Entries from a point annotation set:
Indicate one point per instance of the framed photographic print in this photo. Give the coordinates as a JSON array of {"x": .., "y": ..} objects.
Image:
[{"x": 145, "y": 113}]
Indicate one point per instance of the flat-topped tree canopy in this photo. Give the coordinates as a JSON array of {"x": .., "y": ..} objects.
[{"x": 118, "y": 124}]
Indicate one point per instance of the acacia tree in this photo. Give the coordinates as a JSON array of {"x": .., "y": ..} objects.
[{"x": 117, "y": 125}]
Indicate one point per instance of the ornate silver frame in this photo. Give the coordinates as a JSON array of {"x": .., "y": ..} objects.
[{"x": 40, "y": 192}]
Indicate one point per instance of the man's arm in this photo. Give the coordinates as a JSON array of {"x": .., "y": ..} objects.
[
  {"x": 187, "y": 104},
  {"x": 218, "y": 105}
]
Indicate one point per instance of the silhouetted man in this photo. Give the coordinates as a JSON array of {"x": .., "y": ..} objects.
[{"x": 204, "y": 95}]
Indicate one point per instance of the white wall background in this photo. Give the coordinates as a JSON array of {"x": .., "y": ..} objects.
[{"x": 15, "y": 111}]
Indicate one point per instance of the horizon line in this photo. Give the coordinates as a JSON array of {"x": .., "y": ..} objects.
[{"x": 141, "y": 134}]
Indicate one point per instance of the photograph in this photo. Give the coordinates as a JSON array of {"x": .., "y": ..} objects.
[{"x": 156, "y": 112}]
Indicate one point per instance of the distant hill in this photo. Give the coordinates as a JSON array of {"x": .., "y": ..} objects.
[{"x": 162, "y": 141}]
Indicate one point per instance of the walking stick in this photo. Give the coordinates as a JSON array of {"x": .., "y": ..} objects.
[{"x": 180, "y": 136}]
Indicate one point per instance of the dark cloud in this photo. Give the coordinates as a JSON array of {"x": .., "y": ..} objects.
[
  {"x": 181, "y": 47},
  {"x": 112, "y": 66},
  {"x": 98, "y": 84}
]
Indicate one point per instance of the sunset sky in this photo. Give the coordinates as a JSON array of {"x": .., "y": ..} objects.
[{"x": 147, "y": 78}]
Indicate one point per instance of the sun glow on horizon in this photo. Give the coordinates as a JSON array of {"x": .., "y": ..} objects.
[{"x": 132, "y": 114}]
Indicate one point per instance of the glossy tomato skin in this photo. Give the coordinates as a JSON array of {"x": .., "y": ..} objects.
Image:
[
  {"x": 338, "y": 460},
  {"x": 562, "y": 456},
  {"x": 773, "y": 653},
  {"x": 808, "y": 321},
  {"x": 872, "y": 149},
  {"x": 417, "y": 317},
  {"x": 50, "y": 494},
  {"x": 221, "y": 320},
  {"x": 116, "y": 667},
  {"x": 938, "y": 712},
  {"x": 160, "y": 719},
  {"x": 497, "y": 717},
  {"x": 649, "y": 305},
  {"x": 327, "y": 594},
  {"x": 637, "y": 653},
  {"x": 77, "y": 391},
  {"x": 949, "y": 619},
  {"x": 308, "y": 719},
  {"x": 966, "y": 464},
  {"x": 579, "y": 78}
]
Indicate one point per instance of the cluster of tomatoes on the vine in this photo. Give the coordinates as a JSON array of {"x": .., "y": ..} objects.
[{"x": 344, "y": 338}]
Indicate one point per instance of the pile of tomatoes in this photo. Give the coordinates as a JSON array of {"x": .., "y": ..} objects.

• _Exercise directions_
Copy out the entries above verbatim, from the line containing "Indicate one point per instance of the cluster" through the end of the entries.

• _Complete answer_
Indicate one point per instance of the cluster of tomatoes on the vine in this photo. Give the coordinates as a JSON array of {"x": .., "y": ..} objects.
[{"x": 344, "y": 338}]
Indicate one point per instance of the pile of tomatoes in this photo. Give the coordinates as a JSON array of {"x": .., "y": ..} objects.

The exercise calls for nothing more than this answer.